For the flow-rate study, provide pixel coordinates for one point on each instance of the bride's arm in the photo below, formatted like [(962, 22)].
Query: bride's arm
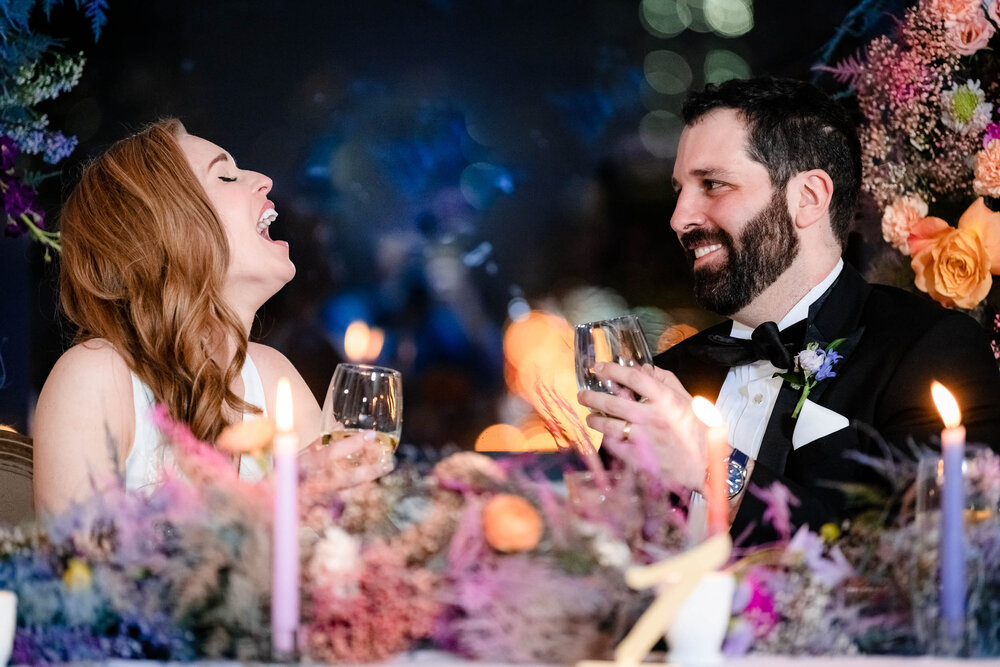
[(82, 426)]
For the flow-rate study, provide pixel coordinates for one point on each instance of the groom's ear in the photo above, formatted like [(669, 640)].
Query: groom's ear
[(809, 194)]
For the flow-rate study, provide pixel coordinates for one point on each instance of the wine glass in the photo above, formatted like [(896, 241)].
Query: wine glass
[(364, 398), (619, 340)]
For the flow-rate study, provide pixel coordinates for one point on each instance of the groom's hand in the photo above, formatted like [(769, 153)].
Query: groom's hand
[(662, 418)]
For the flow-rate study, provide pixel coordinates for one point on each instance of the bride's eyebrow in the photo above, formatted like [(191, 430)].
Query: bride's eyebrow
[(221, 157)]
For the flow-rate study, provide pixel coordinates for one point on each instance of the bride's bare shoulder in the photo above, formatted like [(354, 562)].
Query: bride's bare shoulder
[(96, 358)]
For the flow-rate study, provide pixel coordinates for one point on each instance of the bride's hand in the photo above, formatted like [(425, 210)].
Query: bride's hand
[(345, 463)]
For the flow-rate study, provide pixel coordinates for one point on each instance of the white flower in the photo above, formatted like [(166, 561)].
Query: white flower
[(611, 552), (336, 561), (964, 108), (811, 360)]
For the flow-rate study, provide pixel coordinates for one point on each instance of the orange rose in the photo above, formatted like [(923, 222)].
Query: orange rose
[(955, 270), (510, 523), (987, 224), (987, 180)]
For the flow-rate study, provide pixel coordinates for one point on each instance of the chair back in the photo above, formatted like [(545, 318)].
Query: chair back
[(16, 471)]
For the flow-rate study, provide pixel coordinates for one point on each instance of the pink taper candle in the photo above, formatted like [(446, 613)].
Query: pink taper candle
[(717, 441), (285, 595), (952, 551)]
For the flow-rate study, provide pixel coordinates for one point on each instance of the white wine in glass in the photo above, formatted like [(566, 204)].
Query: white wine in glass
[(364, 398), (619, 340)]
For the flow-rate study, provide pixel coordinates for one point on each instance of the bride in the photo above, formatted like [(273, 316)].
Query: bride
[(167, 256)]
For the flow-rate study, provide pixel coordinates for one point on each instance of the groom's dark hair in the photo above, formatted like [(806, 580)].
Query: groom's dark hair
[(793, 127)]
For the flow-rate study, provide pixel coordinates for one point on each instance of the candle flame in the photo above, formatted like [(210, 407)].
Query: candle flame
[(946, 405), (706, 411), (283, 406)]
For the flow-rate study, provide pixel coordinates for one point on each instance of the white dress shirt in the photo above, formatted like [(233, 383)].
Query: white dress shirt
[(748, 396)]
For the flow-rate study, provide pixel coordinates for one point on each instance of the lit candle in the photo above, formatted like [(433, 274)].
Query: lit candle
[(717, 444), (285, 593), (952, 550)]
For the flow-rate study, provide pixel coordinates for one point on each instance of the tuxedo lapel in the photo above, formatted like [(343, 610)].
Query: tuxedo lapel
[(699, 375), (836, 314)]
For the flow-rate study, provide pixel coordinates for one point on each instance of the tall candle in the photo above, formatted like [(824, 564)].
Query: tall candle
[(952, 549), (717, 442), (285, 593)]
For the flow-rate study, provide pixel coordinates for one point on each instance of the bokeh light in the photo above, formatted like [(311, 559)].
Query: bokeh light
[(363, 343), (540, 370), (501, 438), (481, 183), (659, 131), (664, 18), (667, 72), (723, 65), (729, 18)]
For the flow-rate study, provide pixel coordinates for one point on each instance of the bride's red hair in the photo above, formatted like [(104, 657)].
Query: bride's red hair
[(142, 266)]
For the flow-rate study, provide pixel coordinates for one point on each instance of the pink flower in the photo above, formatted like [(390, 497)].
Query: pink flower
[(971, 34), (899, 217), (993, 9), (992, 131), (955, 11)]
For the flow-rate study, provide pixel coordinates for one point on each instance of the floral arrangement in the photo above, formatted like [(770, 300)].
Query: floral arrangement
[(485, 558), (32, 71), (927, 94), (812, 365)]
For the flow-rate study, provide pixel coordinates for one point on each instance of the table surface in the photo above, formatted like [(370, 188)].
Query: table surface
[(438, 659)]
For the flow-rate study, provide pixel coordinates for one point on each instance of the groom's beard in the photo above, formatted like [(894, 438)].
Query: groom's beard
[(764, 250)]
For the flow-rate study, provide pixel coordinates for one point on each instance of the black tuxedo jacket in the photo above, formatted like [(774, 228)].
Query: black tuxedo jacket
[(897, 344)]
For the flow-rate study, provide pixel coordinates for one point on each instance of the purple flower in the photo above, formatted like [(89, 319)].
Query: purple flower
[(8, 152), (992, 132), (18, 198), (58, 146)]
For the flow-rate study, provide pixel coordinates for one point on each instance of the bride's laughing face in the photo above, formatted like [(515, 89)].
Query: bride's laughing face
[(258, 265)]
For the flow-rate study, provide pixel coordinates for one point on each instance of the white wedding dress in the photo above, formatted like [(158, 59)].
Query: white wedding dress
[(148, 457)]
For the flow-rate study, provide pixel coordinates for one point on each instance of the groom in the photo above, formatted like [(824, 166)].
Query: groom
[(767, 177)]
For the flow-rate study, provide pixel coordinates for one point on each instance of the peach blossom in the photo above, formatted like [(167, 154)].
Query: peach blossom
[(987, 178), (899, 217), (925, 232)]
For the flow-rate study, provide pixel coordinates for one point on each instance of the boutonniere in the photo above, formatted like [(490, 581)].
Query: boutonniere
[(812, 365)]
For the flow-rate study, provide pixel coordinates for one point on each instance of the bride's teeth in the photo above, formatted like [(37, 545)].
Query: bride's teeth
[(704, 250), (266, 218)]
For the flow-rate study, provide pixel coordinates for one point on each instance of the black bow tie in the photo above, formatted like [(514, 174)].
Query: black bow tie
[(765, 343)]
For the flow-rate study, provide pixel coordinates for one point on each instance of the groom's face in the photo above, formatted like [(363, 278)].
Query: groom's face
[(735, 227)]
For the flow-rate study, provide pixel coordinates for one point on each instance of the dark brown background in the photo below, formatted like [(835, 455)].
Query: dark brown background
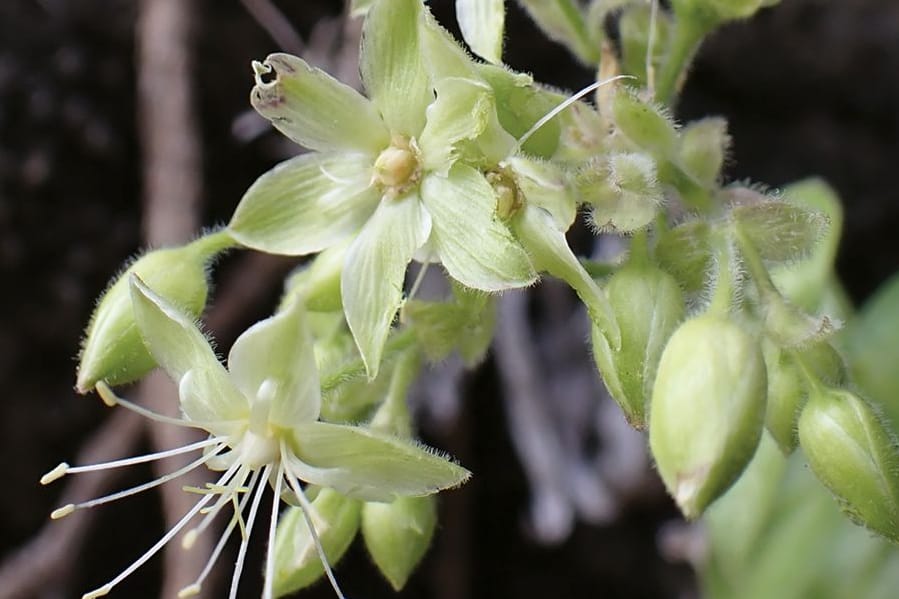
[(810, 88)]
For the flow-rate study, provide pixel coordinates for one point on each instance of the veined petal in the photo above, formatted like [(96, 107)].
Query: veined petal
[(392, 67), (474, 246), (482, 23), (184, 353), (306, 204), (314, 109), (363, 464), (274, 361), (464, 110), (546, 244), (375, 267)]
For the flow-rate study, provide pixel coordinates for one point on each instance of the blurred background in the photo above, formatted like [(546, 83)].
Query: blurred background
[(86, 89)]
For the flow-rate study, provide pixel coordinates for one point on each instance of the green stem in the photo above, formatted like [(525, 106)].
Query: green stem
[(688, 36)]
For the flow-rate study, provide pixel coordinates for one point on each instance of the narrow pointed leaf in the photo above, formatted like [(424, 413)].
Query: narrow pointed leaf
[(392, 66), (184, 353), (360, 463), (482, 23), (274, 361), (314, 109), (550, 253), (476, 248), (306, 204), (372, 279)]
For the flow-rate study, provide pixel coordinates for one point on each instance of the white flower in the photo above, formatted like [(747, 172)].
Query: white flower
[(262, 418)]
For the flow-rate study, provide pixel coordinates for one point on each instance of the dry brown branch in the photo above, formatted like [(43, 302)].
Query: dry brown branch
[(46, 561)]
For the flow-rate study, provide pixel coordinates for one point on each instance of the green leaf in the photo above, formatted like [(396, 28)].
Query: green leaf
[(474, 246), (781, 231), (175, 342), (375, 268), (550, 253), (464, 110), (398, 534), (306, 204), (273, 361), (363, 464), (297, 563), (482, 23), (314, 109), (392, 66)]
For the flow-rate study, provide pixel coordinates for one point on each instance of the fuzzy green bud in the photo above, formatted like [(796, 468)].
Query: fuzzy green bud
[(787, 389), (297, 563), (646, 125), (702, 149), (707, 409), (648, 306), (398, 534), (113, 350), (851, 451)]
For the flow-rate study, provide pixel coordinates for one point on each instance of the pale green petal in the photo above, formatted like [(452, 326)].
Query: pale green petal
[(314, 109), (306, 204), (374, 272), (360, 463), (274, 361), (550, 253), (475, 247), (184, 353), (392, 66), (464, 110), (482, 23)]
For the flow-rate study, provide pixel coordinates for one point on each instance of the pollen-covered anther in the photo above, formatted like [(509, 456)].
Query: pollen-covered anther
[(397, 168), (509, 199)]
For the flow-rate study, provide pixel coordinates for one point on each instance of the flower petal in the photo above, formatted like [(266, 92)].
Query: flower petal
[(392, 67), (314, 109), (482, 23), (549, 250), (474, 246), (375, 267), (363, 464), (178, 346), (274, 360), (306, 204)]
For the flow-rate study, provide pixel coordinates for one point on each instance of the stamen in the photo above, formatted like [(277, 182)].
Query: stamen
[(267, 592), (150, 552), (565, 104), (307, 509), (228, 492), (196, 587), (242, 552), (64, 511)]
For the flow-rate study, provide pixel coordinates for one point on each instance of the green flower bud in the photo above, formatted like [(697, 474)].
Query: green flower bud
[(647, 126), (707, 410), (297, 563), (703, 148), (852, 452), (648, 306), (398, 534), (787, 389), (113, 350)]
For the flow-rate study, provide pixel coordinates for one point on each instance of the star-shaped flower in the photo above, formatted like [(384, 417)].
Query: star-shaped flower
[(399, 171), (262, 416)]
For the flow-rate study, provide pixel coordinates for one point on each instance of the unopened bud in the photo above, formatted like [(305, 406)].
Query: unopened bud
[(113, 350), (398, 534), (707, 409), (297, 562), (648, 305), (851, 451)]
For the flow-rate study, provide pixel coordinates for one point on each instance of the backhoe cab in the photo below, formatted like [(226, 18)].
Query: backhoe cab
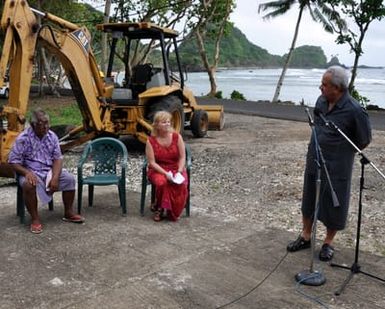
[(106, 107), (148, 80)]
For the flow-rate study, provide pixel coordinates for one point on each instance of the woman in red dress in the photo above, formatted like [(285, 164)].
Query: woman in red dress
[(165, 152)]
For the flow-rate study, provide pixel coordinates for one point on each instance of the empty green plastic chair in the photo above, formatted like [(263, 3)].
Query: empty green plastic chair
[(146, 182), (103, 163)]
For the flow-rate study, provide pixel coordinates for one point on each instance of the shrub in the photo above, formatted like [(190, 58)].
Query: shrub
[(361, 99), (236, 95), (218, 95)]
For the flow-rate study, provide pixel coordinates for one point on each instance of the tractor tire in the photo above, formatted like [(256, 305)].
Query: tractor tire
[(199, 123), (173, 105)]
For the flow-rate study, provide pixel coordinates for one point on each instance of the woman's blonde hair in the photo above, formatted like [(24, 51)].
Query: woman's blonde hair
[(159, 117)]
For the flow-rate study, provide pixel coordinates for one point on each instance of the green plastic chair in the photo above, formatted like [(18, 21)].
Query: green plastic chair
[(103, 163), (146, 182)]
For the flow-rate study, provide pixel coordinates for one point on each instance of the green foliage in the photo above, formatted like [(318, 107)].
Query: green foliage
[(236, 51), (219, 95), (360, 99), (360, 14), (236, 95)]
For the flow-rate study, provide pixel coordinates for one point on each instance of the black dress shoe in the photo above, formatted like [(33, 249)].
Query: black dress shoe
[(299, 244)]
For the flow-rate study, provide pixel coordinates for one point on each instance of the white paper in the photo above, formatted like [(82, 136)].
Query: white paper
[(177, 178), (48, 179)]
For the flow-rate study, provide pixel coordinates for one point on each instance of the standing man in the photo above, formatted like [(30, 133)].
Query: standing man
[(336, 104), (37, 158)]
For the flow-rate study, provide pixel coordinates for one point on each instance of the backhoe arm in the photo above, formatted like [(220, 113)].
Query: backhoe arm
[(71, 44)]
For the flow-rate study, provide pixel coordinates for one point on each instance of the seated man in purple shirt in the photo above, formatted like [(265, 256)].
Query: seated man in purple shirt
[(37, 158)]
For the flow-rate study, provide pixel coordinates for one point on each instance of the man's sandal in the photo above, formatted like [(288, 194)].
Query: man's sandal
[(299, 244), (326, 253), (36, 228)]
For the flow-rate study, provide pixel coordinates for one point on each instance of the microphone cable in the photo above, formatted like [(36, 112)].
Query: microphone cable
[(257, 286)]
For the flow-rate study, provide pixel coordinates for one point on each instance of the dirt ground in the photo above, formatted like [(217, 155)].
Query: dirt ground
[(254, 169), (246, 178)]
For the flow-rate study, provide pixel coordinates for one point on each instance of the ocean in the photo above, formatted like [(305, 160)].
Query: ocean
[(299, 84)]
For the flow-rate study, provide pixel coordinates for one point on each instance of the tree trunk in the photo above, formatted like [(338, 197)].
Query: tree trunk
[(357, 55), (210, 70), (106, 19), (47, 73), (288, 58)]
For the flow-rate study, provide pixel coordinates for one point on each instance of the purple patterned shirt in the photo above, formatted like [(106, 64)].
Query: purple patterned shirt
[(34, 153)]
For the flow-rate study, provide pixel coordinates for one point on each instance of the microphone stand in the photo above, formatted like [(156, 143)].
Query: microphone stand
[(355, 268), (313, 277)]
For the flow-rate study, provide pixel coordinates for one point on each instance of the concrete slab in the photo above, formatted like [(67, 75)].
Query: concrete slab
[(132, 262)]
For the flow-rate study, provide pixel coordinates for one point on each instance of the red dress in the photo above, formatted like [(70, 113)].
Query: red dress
[(169, 196)]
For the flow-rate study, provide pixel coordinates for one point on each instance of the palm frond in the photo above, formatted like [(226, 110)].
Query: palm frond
[(317, 16)]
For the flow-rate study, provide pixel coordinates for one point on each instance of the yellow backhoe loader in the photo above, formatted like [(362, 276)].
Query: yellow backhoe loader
[(106, 106)]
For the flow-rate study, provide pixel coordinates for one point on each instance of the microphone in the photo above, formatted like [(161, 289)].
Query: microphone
[(319, 113), (309, 117)]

Work instructions:
Rewrite the material from the line with "like [(288, 194)]." up to and including the line with "[(132, 262)]", changing "concrete slab" to "concrete pad" and keeping everything else identical. Give back only those lines.

Response:
For the flow-rate study, provide pixel coordinates for one point on each instance of the man's sandal in the photo above, formatted like [(288, 194)].
Query: man's sandal
[(299, 244), (326, 253), (36, 228)]
For the flow-rate study, provide pixel coordinates for one point on each instance of the microphone cable in the photo above, formatted like [(36, 112)].
Query: microphone cable
[(257, 286)]
For the flow-rate study, provide pixel coordinates for one point on each instance of the dirt ground in the photo above, formatted like [(217, 155)].
Query: dirt ground
[(254, 169), (246, 178)]
For the flow-rate study, provide pixel coordinates for one point on each instance of the ocean in the photo above, formatted like [(305, 160)].
Query: ocean
[(299, 84)]
For the flow-rate study, provide pixel coordinates for one point on each instance of the tree trunk in the photo above, formatted like [(338, 197)].
Query: tree trunk
[(357, 55), (210, 70), (106, 19), (47, 73), (288, 58)]
For the flow-rate study, provide pixel coordinates for one point on each instance of the purple patterned shirt in the photo above, formatted like [(106, 64)].
Query: purple patterned shirt
[(34, 153)]
For the flow-rate study, provide pixel coordinates for one point on each instance of the microphone stand in the photo above, formatted like [(156, 143)].
Query: microphone stand
[(355, 268), (313, 277)]
For the flow-rate study, provide pixel coordinates for one point on each instance of the concrete pad in the photo above, formatted like [(67, 75)].
Query: concrete pad
[(132, 262)]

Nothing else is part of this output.